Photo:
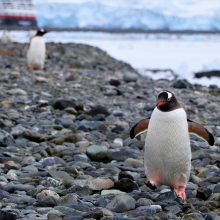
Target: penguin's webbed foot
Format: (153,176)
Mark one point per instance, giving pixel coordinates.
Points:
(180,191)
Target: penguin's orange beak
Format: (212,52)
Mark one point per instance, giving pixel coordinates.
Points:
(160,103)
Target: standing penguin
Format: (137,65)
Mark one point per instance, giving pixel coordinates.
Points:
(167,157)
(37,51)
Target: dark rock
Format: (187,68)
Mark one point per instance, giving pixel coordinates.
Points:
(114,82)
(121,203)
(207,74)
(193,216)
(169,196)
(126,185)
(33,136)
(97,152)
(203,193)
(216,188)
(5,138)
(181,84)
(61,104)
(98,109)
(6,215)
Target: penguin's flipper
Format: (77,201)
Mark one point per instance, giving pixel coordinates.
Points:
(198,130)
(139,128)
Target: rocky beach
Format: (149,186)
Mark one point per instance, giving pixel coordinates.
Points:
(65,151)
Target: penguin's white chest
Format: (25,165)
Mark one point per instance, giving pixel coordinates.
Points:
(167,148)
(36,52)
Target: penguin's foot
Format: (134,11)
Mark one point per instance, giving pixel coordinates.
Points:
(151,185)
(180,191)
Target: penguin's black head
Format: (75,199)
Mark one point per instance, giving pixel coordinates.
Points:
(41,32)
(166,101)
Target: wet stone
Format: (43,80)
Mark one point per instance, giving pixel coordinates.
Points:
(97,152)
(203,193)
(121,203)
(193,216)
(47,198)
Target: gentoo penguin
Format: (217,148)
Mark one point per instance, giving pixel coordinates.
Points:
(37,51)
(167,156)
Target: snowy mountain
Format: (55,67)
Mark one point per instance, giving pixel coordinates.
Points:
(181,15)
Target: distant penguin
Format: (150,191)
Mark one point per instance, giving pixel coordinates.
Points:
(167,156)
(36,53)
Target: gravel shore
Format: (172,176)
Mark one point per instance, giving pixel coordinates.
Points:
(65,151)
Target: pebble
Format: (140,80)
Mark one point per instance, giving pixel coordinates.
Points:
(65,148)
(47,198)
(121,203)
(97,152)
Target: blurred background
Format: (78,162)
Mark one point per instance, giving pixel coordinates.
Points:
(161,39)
...
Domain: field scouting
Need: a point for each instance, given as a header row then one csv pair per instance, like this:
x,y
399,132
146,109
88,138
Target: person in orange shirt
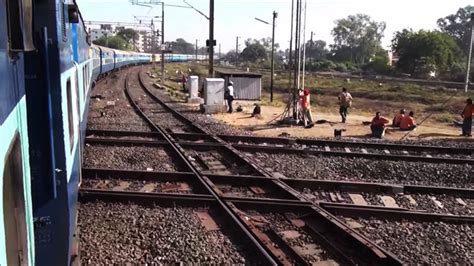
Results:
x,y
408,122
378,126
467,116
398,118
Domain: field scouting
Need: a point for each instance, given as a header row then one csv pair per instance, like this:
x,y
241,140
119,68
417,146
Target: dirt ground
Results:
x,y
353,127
* * *
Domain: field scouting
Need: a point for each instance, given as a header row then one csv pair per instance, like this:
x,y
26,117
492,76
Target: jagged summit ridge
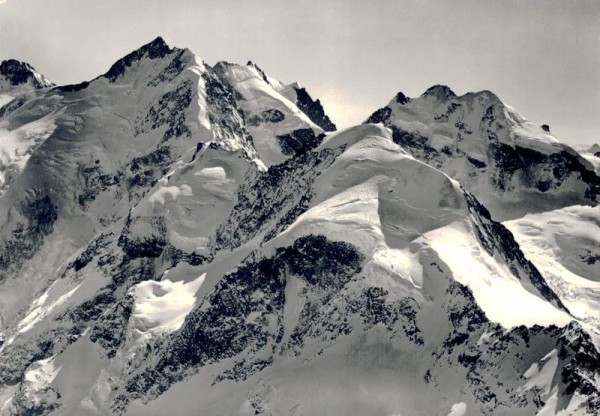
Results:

- The task
Count the lines in the records that contain the string "foot". Case matters. Reply with the number only.

- Output for this exercise
2